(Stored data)
>>>

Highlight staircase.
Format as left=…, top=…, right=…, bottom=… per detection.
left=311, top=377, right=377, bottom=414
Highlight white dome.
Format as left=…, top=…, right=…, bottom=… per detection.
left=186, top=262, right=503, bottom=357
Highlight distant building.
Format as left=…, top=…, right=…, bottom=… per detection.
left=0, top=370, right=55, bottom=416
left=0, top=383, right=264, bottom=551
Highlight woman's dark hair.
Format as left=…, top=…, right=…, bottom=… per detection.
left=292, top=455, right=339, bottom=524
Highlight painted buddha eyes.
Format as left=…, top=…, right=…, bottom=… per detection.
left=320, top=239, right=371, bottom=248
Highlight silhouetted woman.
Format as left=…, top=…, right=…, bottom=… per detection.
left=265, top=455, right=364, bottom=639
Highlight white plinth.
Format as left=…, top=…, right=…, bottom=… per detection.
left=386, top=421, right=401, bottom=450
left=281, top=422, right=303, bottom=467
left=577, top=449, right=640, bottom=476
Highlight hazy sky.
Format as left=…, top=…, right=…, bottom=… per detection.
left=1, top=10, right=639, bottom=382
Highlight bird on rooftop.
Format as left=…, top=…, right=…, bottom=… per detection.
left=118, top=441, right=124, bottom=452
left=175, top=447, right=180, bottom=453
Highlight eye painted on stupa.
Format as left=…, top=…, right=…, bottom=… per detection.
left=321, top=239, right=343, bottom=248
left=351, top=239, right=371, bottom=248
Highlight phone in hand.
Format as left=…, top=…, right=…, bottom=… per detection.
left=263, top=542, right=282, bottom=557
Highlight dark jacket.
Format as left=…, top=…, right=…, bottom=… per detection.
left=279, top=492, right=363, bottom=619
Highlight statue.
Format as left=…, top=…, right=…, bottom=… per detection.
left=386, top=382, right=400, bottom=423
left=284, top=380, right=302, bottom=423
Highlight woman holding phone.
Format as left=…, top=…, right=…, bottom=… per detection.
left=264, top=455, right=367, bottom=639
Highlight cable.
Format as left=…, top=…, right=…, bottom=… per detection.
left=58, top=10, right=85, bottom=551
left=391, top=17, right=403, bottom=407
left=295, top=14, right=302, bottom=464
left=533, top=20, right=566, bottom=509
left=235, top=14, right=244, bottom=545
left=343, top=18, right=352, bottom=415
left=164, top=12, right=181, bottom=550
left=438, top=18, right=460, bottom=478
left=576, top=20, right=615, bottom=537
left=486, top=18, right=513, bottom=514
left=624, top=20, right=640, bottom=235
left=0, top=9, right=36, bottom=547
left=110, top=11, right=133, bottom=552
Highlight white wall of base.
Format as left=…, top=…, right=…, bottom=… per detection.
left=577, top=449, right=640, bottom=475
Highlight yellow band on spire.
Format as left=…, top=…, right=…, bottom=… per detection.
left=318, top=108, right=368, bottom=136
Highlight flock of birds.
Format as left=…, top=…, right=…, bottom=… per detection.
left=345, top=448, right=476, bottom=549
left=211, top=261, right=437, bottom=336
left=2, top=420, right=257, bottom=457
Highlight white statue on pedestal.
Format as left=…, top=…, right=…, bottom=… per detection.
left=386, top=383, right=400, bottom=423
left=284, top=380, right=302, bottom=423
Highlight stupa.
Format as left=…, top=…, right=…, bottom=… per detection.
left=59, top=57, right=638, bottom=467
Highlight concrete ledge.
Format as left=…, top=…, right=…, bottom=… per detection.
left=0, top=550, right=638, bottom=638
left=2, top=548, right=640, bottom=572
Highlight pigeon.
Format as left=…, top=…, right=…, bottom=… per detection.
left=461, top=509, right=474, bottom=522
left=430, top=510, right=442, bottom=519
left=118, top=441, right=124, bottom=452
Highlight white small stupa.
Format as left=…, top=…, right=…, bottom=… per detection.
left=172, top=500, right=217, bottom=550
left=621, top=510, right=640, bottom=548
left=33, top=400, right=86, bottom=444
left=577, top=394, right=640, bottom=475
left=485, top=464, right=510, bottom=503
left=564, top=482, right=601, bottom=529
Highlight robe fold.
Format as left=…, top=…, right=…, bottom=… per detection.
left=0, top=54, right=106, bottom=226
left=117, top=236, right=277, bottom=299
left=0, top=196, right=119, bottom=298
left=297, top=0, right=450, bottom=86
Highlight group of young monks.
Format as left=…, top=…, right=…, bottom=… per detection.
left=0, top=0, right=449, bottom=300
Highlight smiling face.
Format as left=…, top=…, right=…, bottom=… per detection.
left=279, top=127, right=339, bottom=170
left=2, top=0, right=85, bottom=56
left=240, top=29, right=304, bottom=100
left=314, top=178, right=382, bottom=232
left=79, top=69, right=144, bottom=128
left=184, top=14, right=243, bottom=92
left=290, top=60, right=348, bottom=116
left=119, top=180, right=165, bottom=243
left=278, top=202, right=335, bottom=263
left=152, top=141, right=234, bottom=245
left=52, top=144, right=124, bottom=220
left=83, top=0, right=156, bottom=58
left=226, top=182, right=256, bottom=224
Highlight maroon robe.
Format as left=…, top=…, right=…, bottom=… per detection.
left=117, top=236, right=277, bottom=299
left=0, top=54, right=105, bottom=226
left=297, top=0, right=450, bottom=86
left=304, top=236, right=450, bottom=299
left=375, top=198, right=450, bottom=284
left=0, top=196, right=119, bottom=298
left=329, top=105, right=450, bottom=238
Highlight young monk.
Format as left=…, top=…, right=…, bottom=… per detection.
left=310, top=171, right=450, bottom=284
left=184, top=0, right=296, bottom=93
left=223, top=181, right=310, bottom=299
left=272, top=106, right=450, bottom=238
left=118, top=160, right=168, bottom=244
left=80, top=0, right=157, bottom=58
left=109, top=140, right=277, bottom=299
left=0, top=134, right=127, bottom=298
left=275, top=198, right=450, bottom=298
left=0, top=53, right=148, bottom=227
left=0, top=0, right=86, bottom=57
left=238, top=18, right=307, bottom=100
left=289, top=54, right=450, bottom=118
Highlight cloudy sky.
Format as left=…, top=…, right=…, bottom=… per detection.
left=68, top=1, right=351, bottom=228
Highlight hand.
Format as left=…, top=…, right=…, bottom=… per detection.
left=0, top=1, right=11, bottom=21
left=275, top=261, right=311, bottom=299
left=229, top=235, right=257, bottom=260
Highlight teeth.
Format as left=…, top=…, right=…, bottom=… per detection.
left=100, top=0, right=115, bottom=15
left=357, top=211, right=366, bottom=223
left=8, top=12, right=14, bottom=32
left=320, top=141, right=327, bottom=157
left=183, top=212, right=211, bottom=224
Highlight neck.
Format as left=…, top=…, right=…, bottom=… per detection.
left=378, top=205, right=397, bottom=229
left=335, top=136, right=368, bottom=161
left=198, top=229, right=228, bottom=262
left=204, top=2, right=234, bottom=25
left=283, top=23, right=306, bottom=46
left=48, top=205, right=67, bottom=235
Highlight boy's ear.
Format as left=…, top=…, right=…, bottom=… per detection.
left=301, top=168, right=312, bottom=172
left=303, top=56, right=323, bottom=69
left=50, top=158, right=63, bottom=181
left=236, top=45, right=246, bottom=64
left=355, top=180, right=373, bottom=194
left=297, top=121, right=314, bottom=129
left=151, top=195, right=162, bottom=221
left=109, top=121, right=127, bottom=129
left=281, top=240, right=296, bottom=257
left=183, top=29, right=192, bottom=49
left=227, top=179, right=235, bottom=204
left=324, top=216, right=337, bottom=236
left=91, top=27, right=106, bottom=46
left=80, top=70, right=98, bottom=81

<<<

**Prompt**:
Retype all of the records above, keeping them identical.

**Answer**:
Highlight staircase.
Format as left=…, top=…, right=…, bottom=… per detection.
left=311, top=377, right=377, bottom=414
Highlight white dome.
Format as left=…, top=…, right=…, bottom=… per detection.
left=186, top=262, right=503, bottom=357
Highlight distant building.
Format as left=…, top=…, right=…, bottom=… per detection.
left=0, top=370, right=55, bottom=416
left=0, top=383, right=264, bottom=551
Highlight woman's dark hair.
Format as left=…, top=…, right=…, bottom=… per detection.
left=292, top=455, right=339, bottom=524
Highlight painted buddha eyes.
Format as left=…, top=…, right=…, bottom=… per detection.
left=320, top=239, right=371, bottom=248
Highlight silhouetted woman.
Format as left=…, top=…, right=…, bottom=… per detection.
left=265, top=455, right=364, bottom=639
Highlight white plinth.
Format as left=…, top=…, right=…, bottom=… per detection.
left=386, top=421, right=401, bottom=450
left=281, top=422, right=303, bottom=467
left=577, top=449, right=640, bottom=476
Highlight hazy sky.
Format as left=…, top=…, right=…, bottom=… per detection.
left=1, top=10, right=639, bottom=382
Highlight bird on rooftop.
Format as left=…, top=…, right=…, bottom=… per detection.
left=118, top=441, right=124, bottom=452
left=175, top=447, right=180, bottom=453
Highlight eye painted on stupa.
Format as left=…, top=…, right=…, bottom=… per detection.
left=321, top=239, right=343, bottom=248
left=351, top=239, right=371, bottom=248
Highlight phone in hand.
Format as left=…, top=…, right=…, bottom=… per detection.
left=263, top=542, right=282, bottom=557
Highlight dark jacket.
Format as left=…, top=…, right=…, bottom=… per detection.
left=279, top=492, right=363, bottom=619
Highlight statue.
Format as left=…, top=…, right=…, bottom=… per detection.
left=386, top=382, right=400, bottom=423
left=284, top=380, right=302, bottom=423
Highlight woman holding phone.
Format as left=…, top=…, right=…, bottom=… per detection.
left=264, top=455, right=367, bottom=639
Highlight cable.
Format as left=…, top=…, right=…, bottom=… per detection.
left=58, top=10, right=85, bottom=551
left=391, top=17, right=403, bottom=407
left=295, top=14, right=302, bottom=464
left=533, top=20, right=566, bottom=509
left=235, top=14, right=244, bottom=545
left=343, top=18, right=352, bottom=415
left=164, top=12, right=181, bottom=550
left=438, top=18, right=460, bottom=478
left=576, top=20, right=615, bottom=537
left=486, top=18, right=513, bottom=514
left=624, top=20, right=640, bottom=235
left=0, top=9, right=36, bottom=547
left=110, top=11, right=133, bottom=552
Highlight white wall of base.
Format as left=…, top=…, right=…, bottom=… per detection.
left=577, top=449, right=640, bottom=475
Highlight yellow band on spire.
Format as left=…, top=…, right=…, bottom=… per detection.
left=318, top=108, right=368, bottom=136
Highlight flock of birds.
Format as left=…, top=…, right=…, bottom=… per detection.
left=345, top=448, right=476, bottom=549
left=211, top=261, right=437, bottom=336
left=2, top=420, right=257, bottom=457
Highlight white statue on pedestal.
Format as left=…, top=…, right=…, bottom=… per detection.
left=386, top=383, right=400, bottom=423
left=284, top=380, right=302, bottom=423
Highlight stupa.
Format as left=…, top=…, right=…, bottom=… per detection.
left=59, top=57, right=638, bottom=467
Highlight concrete ledge.
Format as left=…, top=…, right=…, bottom=… per detection.
left=0, top=550, right=638, bottom=638
left=2, top=548, right=640, bottom=572
Highlight pigeon.
Format as left=…, top=…, right=…, bottom=… per detection.
left=461, top=509, right=474, bottom=522
left=430, top=510, right=442, bottom=519
left=118, top=441, right=124, bottom=452
Highlight white small stupa.
Format as left=…, top=…, right=…, bottom=… per detection.
left=172, top=500, right=217, bottom=550
left=621, top=510, right=640, bottom=548
left=33, top=400, right=86, bottom=444
left=577, top=394, right=640, bottom=475
left=485, top=464, right=510, bottom=503
left=564, top=482, right=601, bottom=529
Highlight robe fold.
Format as left=…, top=…, right=…, bottom=… per detection.
left=0, top=54, right=106, bottom=226
left=117, top=236, right=277, bottom=299
left=0, top=196, right=119, bottom=298
left=297, top=0, right=450, bottom=86
Highlight group of young monks.
Format as left=…, top=…, right=…, bottom=… per detection.
left=0, top=0, right=449, bottom=300
Highlight smiling face.
Format as left=…, top=…, right=…, bottom=… per detection.
left=279, top=127, right=339, bottom=170
left=2, top=0, right=85, bottom=56
left=240, top=29, right=304, bottom=100
left=314, top=178, right=382, bottom=232
left=79, top=69, right=144, bottom=128
left=184, top=14, right=243, bottom=92
left=290, top=60, right=348, bottom=116
left=119, top=180, right=165, bottom=243
left=278, top=202, right=335, bottom=263
left=152, top=141, right=234, bottom=245
left=52, top=144, right=124, bottom=220
left=83, top=0, right=156, bottom=58
left=226, top=182, right=256, bottom=224
Highlight maroon robe.
Format as left=…, top=…, right=…, bottom=… per detection.
left=117, top=236, right=277, bottom=299
left=0, top=54, right=105, bottom=226
left=297, top=0, right=450, bottom=86
left=304, top=236, right=450, bottom=299
left=375, top=198, right=450, bottom=284
left=0, top=196, right=119, bottom=298
left=329, top=105, right=450, bottom=238
Highlight young monk.
Format as left=…, top=…, right=…, bottom=… per detection.
left=310, top=171, right=450, bottom=284
left=184, top=0, right=296, bottom=93
left=223, top=181, right=310, bottom=299
left=272, top=106, right=450, bottom=238
left=118, top=160, right=168, bottom=244
left=80, top=0, right=157, bottom=58
left=109, top=140, right=277, bottom=299
left=0, top=134, right=127, bottom=298
left=275, top=198, right=450, bottom=298
left=0, top=53, right=148, bottom=227
left=0, top=0, right=86, bottom=57
left=238, top=18, right=307, bottom=100
left=289, top=54, right=450, bottom=118
Highlight cloudy sky.
Format as left=…, top=…, right=…, bottom=… per detection.
left=68, top=1, right=351, bottom=228
Highlight hand.
Format as left=…, top=…, right=…, bottom=… per detection.
left=0, top=1, right=11, bottom=21
left=275, top=261, right=311, bottom=299
left=229, top=235, right=257, bottom=260
Highlight teeth.
Format as left=…, top=…, right=…, bottom=… per detection.
left=100, top=0, right=115, bottom=15
left=357, top=211, right=366, bottom=223
left=8, top=12, right=14, bottom=32
left=320, top=141, right=327, bottom=157
left=183, top=212, right=211, bottom=224
Highlight neck.
Format as left=…, top=…, right=…, bottom=… per detection.
left=378, top=205, right=397, bottom=229
left=335, top=136, right=368, bottom=161
left=198, top=229, right=228, bottom=262
left=204, top=2, right=234, bottom=25
left=283, top=23, right=306, bottom=46
left=48, top=205, right=67, bottom=235
Highlight boy's ear.
Format as left=…, top=…, right=…, bottom=… per detection.
left=301, top=168, right=312, bottom=172
left=303, top=56, right=323, bottom=69
left=50, top=158, right=63, bottom=181
left=236, top=45, right=246, bottom=64
left=355, top=180, right=373, bottom=194
left=297, top=121, right=314, bottom=129
left=151, top=195, right=162, bottom=221
left=109, top=121, right=127, bottom=129
left=281, top=240, right=296, bottom=257
left=183, top=29, right=192, bottom=49
left=227, top=179, right=235, bottom=204
left=324, top=216, right=337, bottom=236
left=91, top=27, right=106, bottom=46
left=80, top=70, right=98, bottom=81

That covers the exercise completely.